### Exercise requirements
In the alumni mentoring profile below, what two subjects was Herriges double majoring in when she first met Wolters?

[Passage]

From mentee to mentor: Alumna volunteers for Mentor Program after positive experience as a student

Heather Everst Herriges ’08 knows the value of connecting with alumni while studying at Lake Forest College. She started going to the Career Advancement Center as a first-year student, and from day one worked with the staff on building her resume, networking, and participating in events, from mock interviewing to the etiquette dinner to the Mentor Program.

“I met a lot of alums throughout that process,” she said. 

Herriges, the Social Media Manager at Weber-Stephens Products in Palatine, Ill., now is a mentor of two students as part of the CAC’s Mentor Program. She was a mentee, herself, for three of the years she studied at the College and benefited from those interactions in many ways.

One of Herriges’ mentors was particularly special: the late Nancy Hurd Wolters ’70. When the two first met, Herriges was a sophomore double majoring in business and Spanish with an interest in marketing. Wolters worked in the marketing industry, so it was an appropriate match. 

Because Wolters lived in a nearby town, the two connected often.

“She met me plenty of times at Lake Forest,” Herriges said. “Meeting in person made a difference.”

When the program ended, their relationship did not. 

“We were friends,” Herriges said. “It was just natural that we would continue the conversations, especially with our shared love for Lake Forest College.”

Herriges continued to appreciate the steadfast support Wolters always offered, from pushing her to apply for positions in Chicago to talking through the job search — especially at a time when Herriges had two offers in front of her.

Wolters attended Herriges’ graduation party and was a guest at her wedding. Herriges visited Wolters in the hospital when she was sick with cancer. She also attended her wake in December 2011.

“When I got my new job, I wanted so badly to call her and share my excitement,” Herriges said. “I’ve felt that way several times.”

[/Passage]
[Material shown]

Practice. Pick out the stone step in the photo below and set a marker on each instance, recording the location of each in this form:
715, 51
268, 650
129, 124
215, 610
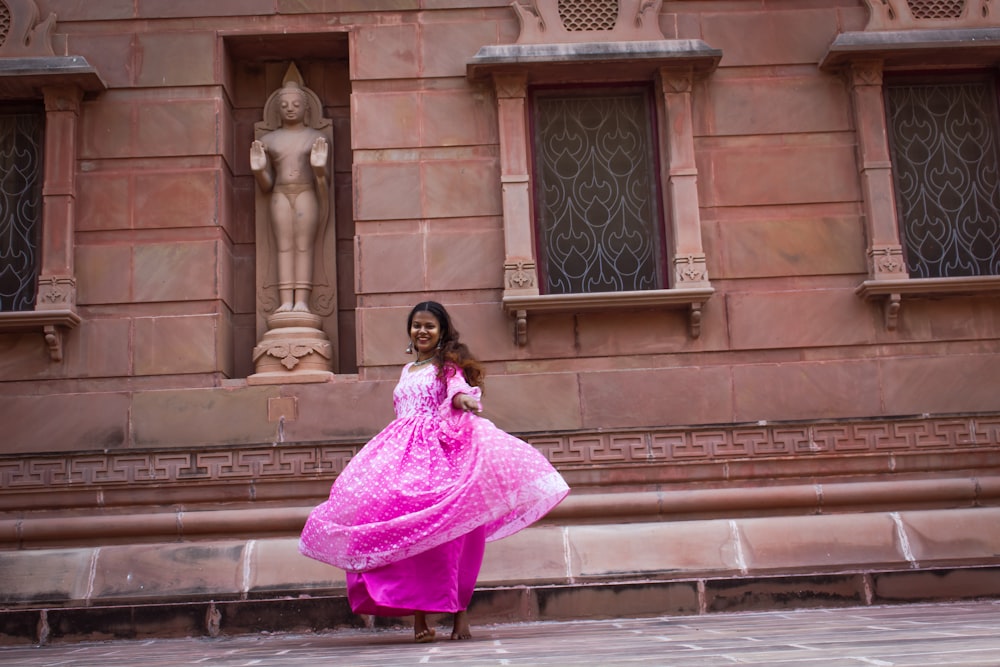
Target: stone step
545, 571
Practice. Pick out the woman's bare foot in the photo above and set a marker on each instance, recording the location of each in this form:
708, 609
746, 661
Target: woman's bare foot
461, 629
421, 633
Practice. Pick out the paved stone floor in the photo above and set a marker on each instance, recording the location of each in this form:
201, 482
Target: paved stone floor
926, 635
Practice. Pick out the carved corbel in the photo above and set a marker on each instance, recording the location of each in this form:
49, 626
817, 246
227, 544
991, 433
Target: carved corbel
891, 309
521, 328
694, 320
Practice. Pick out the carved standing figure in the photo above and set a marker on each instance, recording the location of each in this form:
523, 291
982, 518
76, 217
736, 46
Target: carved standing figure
290, 163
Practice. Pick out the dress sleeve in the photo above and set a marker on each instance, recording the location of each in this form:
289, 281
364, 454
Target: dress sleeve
455, 424
456, 384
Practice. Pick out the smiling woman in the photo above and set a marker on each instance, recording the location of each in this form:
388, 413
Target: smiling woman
409, 517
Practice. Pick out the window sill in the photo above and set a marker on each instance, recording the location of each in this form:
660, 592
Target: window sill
892, 291
520, 305
51, 323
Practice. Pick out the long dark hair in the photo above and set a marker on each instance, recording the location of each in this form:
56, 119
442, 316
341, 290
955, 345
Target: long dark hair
450, 348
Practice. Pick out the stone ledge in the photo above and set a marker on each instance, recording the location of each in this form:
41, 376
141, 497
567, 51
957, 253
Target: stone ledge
542, 555
505, 605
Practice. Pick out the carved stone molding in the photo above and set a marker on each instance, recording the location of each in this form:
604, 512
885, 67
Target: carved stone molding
136, 470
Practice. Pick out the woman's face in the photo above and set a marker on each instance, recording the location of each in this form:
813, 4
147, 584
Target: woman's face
425, 332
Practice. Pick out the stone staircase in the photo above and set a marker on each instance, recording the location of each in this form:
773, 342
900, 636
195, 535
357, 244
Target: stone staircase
598, 555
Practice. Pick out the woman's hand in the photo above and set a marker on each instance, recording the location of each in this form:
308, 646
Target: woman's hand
466, 403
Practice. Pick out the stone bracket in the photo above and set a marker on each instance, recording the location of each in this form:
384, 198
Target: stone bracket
891, 292
52, 324
691, 298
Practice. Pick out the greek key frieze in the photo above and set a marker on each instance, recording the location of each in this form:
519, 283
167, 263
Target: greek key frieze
567, 451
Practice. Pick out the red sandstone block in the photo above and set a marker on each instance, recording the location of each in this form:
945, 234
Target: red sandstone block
446, 47
76, 10
383, 336
64, 423
99, 348
371, 59
660, 331
276, 564
178, 345
748, 104
966, 535
177, 271
648, 549
805, 390
171, 59
112, 55
386, 120
650, 398
102, 201
51, 575
531, 403
319, 6
401, 254
794, 319
156, 570
241, 223
459, 118
388, 191
102, 273
484, 326
952, 318
155, 9
346, 407
839, 542
822, 245
778, 37
107, 127
953, 383
766, 174
470, 258
540, 547
192, 417
188, 198
177, 127
461, 188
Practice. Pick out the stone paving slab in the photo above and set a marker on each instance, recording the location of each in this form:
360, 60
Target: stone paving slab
944, 635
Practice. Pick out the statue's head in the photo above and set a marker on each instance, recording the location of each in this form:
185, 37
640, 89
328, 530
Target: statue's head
293, 103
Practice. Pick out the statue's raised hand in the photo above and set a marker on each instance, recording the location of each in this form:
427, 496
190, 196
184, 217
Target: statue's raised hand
258, 156
320, 153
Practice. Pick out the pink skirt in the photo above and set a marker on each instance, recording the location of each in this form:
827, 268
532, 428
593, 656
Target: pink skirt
440, 579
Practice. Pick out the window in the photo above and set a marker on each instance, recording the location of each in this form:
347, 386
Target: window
598, 178
928, 152
37, 201
597, 215
943, 138
20, 207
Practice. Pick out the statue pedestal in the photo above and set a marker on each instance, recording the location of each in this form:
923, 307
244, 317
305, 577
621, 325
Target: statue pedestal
294, 350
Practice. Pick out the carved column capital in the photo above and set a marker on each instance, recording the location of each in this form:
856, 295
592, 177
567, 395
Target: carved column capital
520, 275
866, 73
511, 85
676, 81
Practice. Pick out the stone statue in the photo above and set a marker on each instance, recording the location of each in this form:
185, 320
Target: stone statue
296, 238
290, 163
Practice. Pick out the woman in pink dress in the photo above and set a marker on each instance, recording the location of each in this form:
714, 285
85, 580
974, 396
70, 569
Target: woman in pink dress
409, 516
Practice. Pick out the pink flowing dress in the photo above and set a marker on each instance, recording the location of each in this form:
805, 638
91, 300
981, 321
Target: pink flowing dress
409, 516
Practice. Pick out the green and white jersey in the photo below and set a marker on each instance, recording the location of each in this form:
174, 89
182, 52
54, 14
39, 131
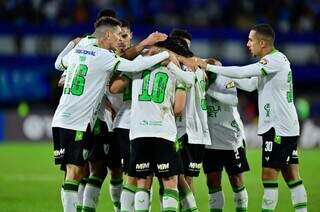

[/Material shown]

### Task solution
Business and Spanish.